[start of Records for this exercise]

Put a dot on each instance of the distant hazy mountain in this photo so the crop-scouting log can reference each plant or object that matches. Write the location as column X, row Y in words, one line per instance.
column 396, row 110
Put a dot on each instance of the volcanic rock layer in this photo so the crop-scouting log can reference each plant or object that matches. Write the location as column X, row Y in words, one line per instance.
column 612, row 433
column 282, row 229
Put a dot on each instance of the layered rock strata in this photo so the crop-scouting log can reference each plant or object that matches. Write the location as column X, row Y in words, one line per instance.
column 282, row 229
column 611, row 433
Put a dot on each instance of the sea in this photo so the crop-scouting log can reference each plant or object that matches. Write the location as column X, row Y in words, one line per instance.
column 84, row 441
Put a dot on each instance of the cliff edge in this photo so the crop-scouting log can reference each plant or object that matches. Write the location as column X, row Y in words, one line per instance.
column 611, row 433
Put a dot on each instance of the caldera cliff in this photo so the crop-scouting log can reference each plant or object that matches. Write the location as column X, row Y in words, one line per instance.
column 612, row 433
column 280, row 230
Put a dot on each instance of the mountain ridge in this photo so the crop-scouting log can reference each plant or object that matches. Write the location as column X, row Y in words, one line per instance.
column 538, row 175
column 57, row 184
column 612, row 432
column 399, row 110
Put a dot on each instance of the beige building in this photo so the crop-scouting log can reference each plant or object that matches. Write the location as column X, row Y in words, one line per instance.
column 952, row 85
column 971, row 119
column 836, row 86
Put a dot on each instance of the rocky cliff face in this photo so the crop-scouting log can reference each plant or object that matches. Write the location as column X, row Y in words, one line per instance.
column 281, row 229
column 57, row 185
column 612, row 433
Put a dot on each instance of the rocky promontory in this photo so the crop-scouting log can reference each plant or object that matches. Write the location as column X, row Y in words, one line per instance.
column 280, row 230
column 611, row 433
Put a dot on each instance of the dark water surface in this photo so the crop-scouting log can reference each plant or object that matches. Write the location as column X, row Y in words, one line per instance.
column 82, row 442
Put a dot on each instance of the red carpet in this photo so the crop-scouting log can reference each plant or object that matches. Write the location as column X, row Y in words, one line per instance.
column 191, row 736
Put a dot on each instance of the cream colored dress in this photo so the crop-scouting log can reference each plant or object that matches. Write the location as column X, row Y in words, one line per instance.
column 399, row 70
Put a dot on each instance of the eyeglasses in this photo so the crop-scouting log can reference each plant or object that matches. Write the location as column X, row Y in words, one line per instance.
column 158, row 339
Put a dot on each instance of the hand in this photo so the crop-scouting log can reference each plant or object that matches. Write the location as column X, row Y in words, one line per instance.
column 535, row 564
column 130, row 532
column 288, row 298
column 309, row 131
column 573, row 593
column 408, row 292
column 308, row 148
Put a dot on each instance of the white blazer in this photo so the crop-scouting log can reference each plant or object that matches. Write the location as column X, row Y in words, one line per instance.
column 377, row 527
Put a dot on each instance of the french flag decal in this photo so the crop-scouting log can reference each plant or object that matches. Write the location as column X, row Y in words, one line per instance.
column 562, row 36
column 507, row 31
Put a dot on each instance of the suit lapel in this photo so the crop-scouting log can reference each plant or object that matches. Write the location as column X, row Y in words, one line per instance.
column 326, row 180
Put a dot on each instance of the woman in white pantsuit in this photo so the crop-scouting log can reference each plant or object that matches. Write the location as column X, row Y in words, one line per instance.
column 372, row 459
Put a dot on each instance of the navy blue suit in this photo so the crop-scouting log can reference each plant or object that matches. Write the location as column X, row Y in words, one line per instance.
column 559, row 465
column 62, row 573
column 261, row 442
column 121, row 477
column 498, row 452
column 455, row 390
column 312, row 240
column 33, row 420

[end of Records for this exercise]

Set problem: Lay out every line of the records above as a Markdown table with the columns Row and Line, numbering the rows in order and omitting any blank lines.

Answer to the problem:
| Row | Line |
|---|---|
| 1 | Put a dot on each instance of the distant hazy mountain in this photo so the crop-scouting log can reference each plant or object that matches. Write the location as column X, row Y in words, one line per instance. |
| 2 | column 396, row 110 |
| 3 | Put a dot on each instance of the volcanic rock layer in this photo so the crop-scouting log can reference each plant or object that matches. Write the location as column X, row Y in words, one line per instance. |
| 4 | column 612, row 433 |
| 5 | column 282, row 229 |
| 6 | Put a dot on each instance of the layered rock strata in this photo so the crop-scouting log can reference each plant or object that matches. Write the location as column X, row Y in words, one line per instance. |
| 7 | column 282, row 229 |
| 8 | column 611, row 433 |
| 9 | Put a dot on each instance of the sea in this photo so the crop-scouting log can reference each plant or object that matches. Write the location as column X, row Y in words, one line per instance. |
| 10 | column 84, row 441 |
| 11 | Put a dot on each instance of the cliff edge in this photo so the crop-scouting log can reference each plant or object that matches. Write the location as column X, row Y in words, one line per instance. |
| 12 | column 611, row 433 |
| 13 | Put a dot on each instance of the caldera cliff in this photo so the crop-scouting log can reference each plant or object that matches. Write the location as column X, row Y in words, one line per instance. |
| 14 | column 612, row 433 |
| 15 | column 280, row 230 |
| 16 | Put a dot on each instance of the mountain ridge in this photo so the crop-scouting log can reference each plant or object that matches. Write the location as column X, row Y in words, one line per instance. |
| 17 | column 538, row 175 |
| 18 | column 57, row 184 |
| 19 | column 612, row 432 |
| 20 | column 399, row 110 |
| 21 | Put a dot on each instance of the beige building in this photo so the crop-scouting log can reference each plant or object that matches. Write the location as column X, row Y in words, one line per instance. |
| 22 | column 952, row 85 |
| 23 | column 971, row 119 |
| 24 | column 836, row 86 |
| 25 | Put a dot on each instance of the rocky cliff face in this photo so the crop-scouting log can reference each plant or object that matches. Write the location as column X, row Y in words, one line per instance. |
| 26 | column 281, row 229 |
| 27 | column 57, row 185 |
| 28 | column 612, row 433 |
| 29 | Put a dot on each instance of the rocky promontory in this photo so the crop-scouting log can reference each plant or object that matches. Write the location as column X, row Y in words, one line per instance. |
| 30 | column 280, row 230 |
| 31 | column 611, row 433 |
| 32 | Put a dot on each instance of the dark water surface in this photo so the crop-scouting log can reference each plant or object that matches. Write the location as column X, row Y in words, one line per instance. |
| 33 | column 82, row 442 |
| 34 | Put a dot on each instance of the red carpet in this photo so the crop-scouting log can reference each plant or object that matches. Write the location as column X, row Y in words, one line per instance. |
| 35 | column 191, row 736 |
| 36 | Put a dot on each instance of the cream colored dress in this photo so the crop-scouting log can reference each plant or object that matches. Write the location as column X, row Y in words, one line per instance. |
| 37 | column 399, row 70 |
| 38 | Put a dot on each instance of the eyeglasses in this photo so the crop-scouting log can reference each plant or object that matches. Write the location as column X, row Y in words, one line per instance. |
| 39 | column 158, row 339 |
| 40 | Put a dot on each instance of the hand in this photo so the crop-scouting log can reference each plant or object that matches. Write the location as column X, row Y in words, one line per instance. |
| 41 | column 535, row 564 |
| 42 | column 130, row 532 |
| 43 | column 288, row 298 |
| 44 | column 309, row 131 |
| 45 | column 573, row 593 |
| 46 | column 408, row 292 |
| 47 | column 308, row 148 |
| 48 | Put a dot on each instance of the white blazer in this photo so the crop-scouting log can reference each plant or object that matches. Write the location as column X, row Y in words, one line per instance. |
| 49 | column 377, row 527 |
| 50 | Put a dot on each instance of the french flag decal in this photo so the crop-scouting log can reference each plant or object that matches. Write the location as column X, row Y in words, one line per instance. |
| 51 | column 562, row 36 |
| 52 | column 507, row 31 |
| 53 | Put a dot on each instance of the suit lapel in this photo so the crop-scouting log can reference each plant or object that matches. Write the location as column X, row Y in words, one line per instance. |
| 54 | column 326, row 180 |
| 55 | Put a dot on each instance of the woman in white pantsuit in this photo so the crop-scouting log can reference each plant or object that matches. Write the location as column X, row Y in words, one line per instance. |
| 56 | column 372, row 459 |
| 57 | Put a dot on each instance of the navy blue suit in this photo so the crop-scouting log can reference each plant or object that matches. Write the location as column X, row Y in words, one line per instance. |
| 58 | column 559, row 465 |
| 59 | column 62, row 573 |
| 60 | column 261, row 442 |
| 61 | column 121, row 477 |
| 62 | column 498, row 452 |
| 63 | column 455, row 390 |
| 64 | column 312, row 240 |
| 65 | column 33, row 420 |